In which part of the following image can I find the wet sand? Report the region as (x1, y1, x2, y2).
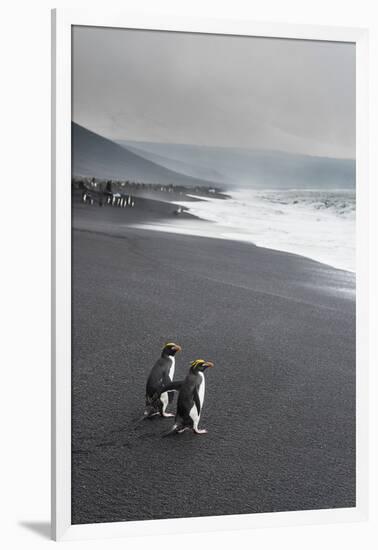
(71, 198, 356, 524)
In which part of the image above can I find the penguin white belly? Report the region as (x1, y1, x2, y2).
(168, 356, 175, 381)
(161, 356, 175, 413)
(160, 390, 169, 411)
(198, 372, 205, 407)
(190, 373, 205, 426)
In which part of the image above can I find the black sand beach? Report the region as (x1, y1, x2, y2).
(71, 196, 356, 524)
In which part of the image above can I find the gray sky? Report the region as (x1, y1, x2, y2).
(72, 26, 355, 159)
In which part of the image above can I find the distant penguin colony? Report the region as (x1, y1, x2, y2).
(141, 343, 215, 436)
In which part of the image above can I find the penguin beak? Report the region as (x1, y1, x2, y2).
(173, 344, 182, 353)
(204, 361, 214, 368)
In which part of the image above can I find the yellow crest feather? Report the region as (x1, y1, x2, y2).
(164, 342, 176, 348)
(190, 359, 205, 368)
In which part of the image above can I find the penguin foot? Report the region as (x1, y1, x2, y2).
(161, 412, 175, 418)
(142, 411, 160, 420)
(177, 427, 190, 434)
(193, 428, 208, 435)
(162, 425, 179, 437)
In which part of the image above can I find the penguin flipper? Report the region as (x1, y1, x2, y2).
(155, 380, 183, 399)
(164, 380, 183, 392)
(150, 381, 183, 411)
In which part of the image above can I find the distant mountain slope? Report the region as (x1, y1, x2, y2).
(118, 140, 356, 189)
(71, 123, 220, 187)
(117, 140, 225, 184)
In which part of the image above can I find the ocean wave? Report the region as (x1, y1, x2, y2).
(174, 189, 356, 272)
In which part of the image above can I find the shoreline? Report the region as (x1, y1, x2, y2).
(128, 221, 356, 276)
(170, 188, 356, 274)
(73, 187, 356, 276)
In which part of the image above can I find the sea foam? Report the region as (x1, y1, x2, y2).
(174, 189, 356, 272)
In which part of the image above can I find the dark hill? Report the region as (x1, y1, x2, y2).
(72, 122, 220, 188)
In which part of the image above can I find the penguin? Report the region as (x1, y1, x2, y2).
(143, 342, 182, 419)
(156, 359, 214, 435)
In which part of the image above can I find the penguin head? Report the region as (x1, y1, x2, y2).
(161, 342, 182, 357)
(190, 359, 214, 373)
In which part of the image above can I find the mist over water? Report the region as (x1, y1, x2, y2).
(172, 189, 355, 272)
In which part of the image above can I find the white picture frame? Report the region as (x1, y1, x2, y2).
(51, 8, 369, 541)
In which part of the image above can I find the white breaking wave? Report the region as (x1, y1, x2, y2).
(183, 189, 355, 272)
(133, 188, 356, 272)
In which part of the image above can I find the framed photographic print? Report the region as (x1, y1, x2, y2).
(51, 9, 369, 541)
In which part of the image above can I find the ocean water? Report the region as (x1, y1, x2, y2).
(175, 189, 356, 272)
(133, 189, 355, 272)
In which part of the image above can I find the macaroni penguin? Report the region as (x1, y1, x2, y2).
(144, 342, 182, 419)
(157, 359, 214, 435)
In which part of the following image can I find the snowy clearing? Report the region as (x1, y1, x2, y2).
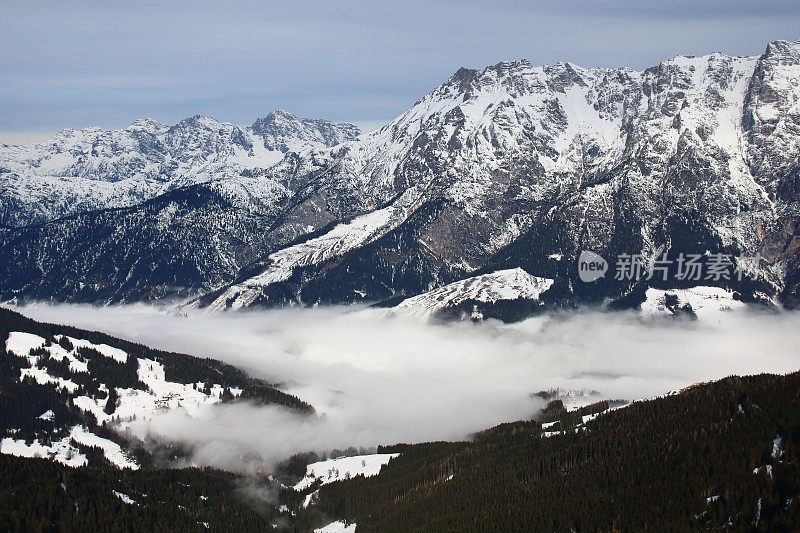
▬▬▬▬▬▬▬▬▬▬
Task directions -> Every word of the material above should be copied exactly; no pictures.

Output for this exercise ->
In which part of the following image can I find the wet sand? Report the region as (x1, y1, x2, y2).
(71, 198, 356, 524)
In which part of the image above can I find the penguin white belly? Report the region as (x1, y1, x2, y2).
(168, 356, 175, 381)
(161, 356, 175, 413)
(160, 390, 169, 411)
(198, 372, 205, 407)
(190, 373, 205, 426)
In which part of the image above can I find the black sand beach? Report the region as (x1, y1, x2, y2).
(71, 196, 356, 524)
In which part of the image above can I find the gray sky? Report the region as (x1, y1, x2, y2).
(72, 26, 355, 159)
In which part of the image above can I find the distant penguin colony? Report the region as (x1, y1, x2, y2).
(141, 343, 215, 436)
In which part of the image above can I find the penguin beak? Report the region as (x1, y1, x2, y2).
(173, 344, 182, 353)
(204, 361, 214, 368)
In which part of the image above can I find the yellow crest feather? Report the region as (x1, y1, x2, y2).
(164, 342, 176, 348)
(190, 359, 205, 368)
In which part of the image above can I find the penguin foot? Report the region as (x1, y1, x2, y2).
(161, 412, 175, 418)
(142, 411, 160, 420)
(177, 427, 190, 434)
(193, 428, 208, 435)
(162, 425, 179, 437)
In which part of the image above can I find the penguin flipper? Report the region as (x1, y1, x2, y2).
(155, 380, 183, 399)
(164, 380, 183, 392)
(150, 381, 183, 411)
In which part of the image above can I find the distant mountain slope? Report the region as (x1, y1, x2, y2).
(118, 140, 356, 189)
(71, 123, 220, 187)
(117, 140, 225, 184)
In which part of the image above can I find the ocean wave? Report the region as (x1, y1, x2, y2).
(174, 189, 356, 272)
In which part of the image above can I find the shoreline? Report the region as (x1, y1, x2, y2).
(128, 221, 356, 276)
(170, 188, 356, 274)
(73, 187, 356, 276)
In which part of the image above can I find the sea foam? Report the region as (x1, y1, x2, y2).
(174, 189, 356, 272)
In which part of the image above can I find the dark hill? Report the region as (x1, y1, x2, y2).
(72, 122, 220, 188)
In which part of the image above can I find the penguin? Report the region as (x1, y1, x2, y2).
(143, 342, 182, 419)
(156, 359, 214, 435)
In which part of the image above can I find the penguin head? Report the region as (x1, y1, x2, y2).
(161, 342, 182, 357)
(190, 359, 214, 373)
In which part of the image above can I find the mist over water? Report the region as (x1, y1, x2, y2).
(172, 189, 355, 272)
In which part of the image above can I find the white picture frame? Report the region as (x1, y1, x2, y2).
(51, 8, 369, 541)
In which part of the image above can I find the white breaking wave? Report the region as (x1, y1, x2, y2).
(183, 189, 355, 272)
(133, 188, 356, 272)
In which part of the image above can I find the framed photographic print? Report the region as (x1, y1, x2, y2).
(51, 9, 369, 541)
In which part of the image above can I find the ocean water? Report the region as (x1, y1, x2, y2).
(175, 189, 356, 272)
(133, 189, 355, 272)
In which part of the image above can I find the macaroni penguin? Report the region as (x1, y1, x2, y2).
(144, 342, 182, 419)
(157, 359, 214, 435)
In which part of the following image can I find the snowy clearing? Report the region as (x1, y1, x2, y2).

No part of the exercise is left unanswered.